▸ **Work to be completed**
Could the data below please be reproduced word for word, without the pictures?

▸ **Given information**
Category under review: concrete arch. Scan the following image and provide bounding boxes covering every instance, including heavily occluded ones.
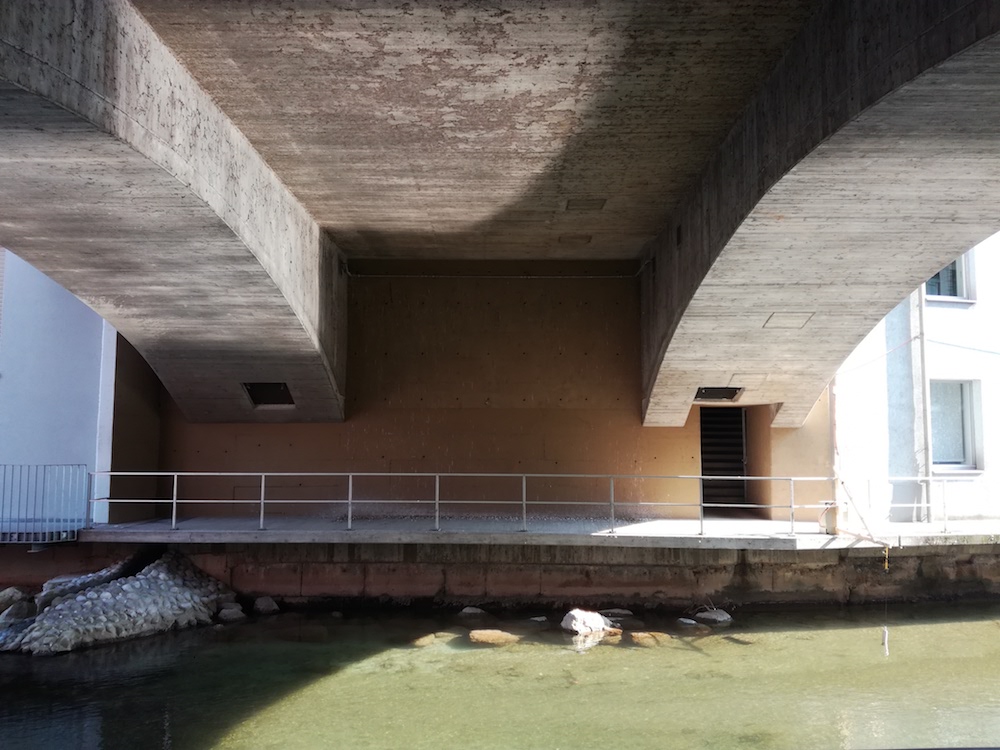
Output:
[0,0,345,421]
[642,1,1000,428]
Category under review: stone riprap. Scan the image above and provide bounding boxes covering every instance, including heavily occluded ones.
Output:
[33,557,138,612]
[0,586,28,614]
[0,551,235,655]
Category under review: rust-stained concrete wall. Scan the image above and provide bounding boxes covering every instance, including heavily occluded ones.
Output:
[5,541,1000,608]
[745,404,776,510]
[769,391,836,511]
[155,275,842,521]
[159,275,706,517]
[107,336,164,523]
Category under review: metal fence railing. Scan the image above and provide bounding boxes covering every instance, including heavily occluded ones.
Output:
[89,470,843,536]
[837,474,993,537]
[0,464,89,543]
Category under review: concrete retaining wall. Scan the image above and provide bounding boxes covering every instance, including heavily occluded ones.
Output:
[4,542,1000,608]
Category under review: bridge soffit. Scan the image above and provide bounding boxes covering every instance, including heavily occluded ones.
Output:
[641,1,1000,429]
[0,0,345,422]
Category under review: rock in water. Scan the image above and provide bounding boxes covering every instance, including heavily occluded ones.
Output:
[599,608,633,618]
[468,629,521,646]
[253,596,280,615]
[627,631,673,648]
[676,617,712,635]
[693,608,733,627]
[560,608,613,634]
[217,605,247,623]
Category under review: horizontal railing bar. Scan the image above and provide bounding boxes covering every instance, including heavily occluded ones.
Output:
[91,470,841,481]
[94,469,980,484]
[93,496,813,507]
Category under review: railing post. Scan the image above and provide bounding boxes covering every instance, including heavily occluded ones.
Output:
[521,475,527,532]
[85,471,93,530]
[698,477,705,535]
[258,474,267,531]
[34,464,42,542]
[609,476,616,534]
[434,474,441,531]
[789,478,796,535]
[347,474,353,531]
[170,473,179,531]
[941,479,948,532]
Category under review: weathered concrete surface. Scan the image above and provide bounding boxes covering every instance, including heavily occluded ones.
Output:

▸ **Reply to the task**
Category under review: concrete arch. Scan the following image and provide bounding boxes covering every instance, including heavily occluded ones.
Output:
[0,0,345,421]
[642,1,1000,428]
Category under review: stone riprap. Scan the image above and provide bounding boxes covering every instance, including heavily occluded ones.
Output:
[33,557,138,612]
[0,586,28,614]
[0,551,235,655]
Category under review: rust-stained concrete wall. Scan the image above and provide bounding boxes covering every instance, including heavily occluded ones.
Output:
[5,541,1000,608]
[745,404,776,510]
[769,391,836,511]
[155,275,842,521]
[159,275,706,517]
[107,336,164,523]
Category under review: metal fence railing. Scan the image above and provide bounding boxes covering every instance, including heavily occluded ones.
Output:
[89,470,843,536]
[837,474,993,537]
[0,464,89,543]
Category under review: concrete retaining wall. Scan the image above and provide bounding boxes covering every instance, including heavily occluded ones.
Output:
[4,542,1000,608]
Category under review: bridge soffit. Scan the image above and provide bounding boxes covering every instance, including heavily occluded ones.
Output:
[641,1,1000,429]
[0,0,345,422]
Category under review: rock in water. Scan the image above and provide bounding boxes covering every instance, including heavily occluded ones.
Output:
[599,608,633,618]
[468,629,521,646]
[253,596,280,615]
[627,631,673,648]
[676,617,712,635]
[693,608,733,627]
[560,608,613,634]
[217,605,247,623]
Category under review: horizontal railing bar. Scan the image above and provide bounding boxes covering every instance, including heavily occluded ones.
Output:
[91,470,841,481]
[94,469,980,484]
[93,496,813,507]
Category under review: railing post. Scan the image above and provide bounding boxes covering every instance, including heavily occluded ones.
Output:
[521,475,527,532]
[85,471,93,530]
[698,477,705,535]
[258,474,267,531]
[34,464,42,542]
[609,476,616,534]
[434,474,441,531]
[789,478,796,535]
[347,474,353,531]
[170,473,179,531]
[941,479,948,532]
Category under review: weathered concrete surface. Scan the image above and provide bounding boxes covering every instance, including heavily occluded ones.
Output:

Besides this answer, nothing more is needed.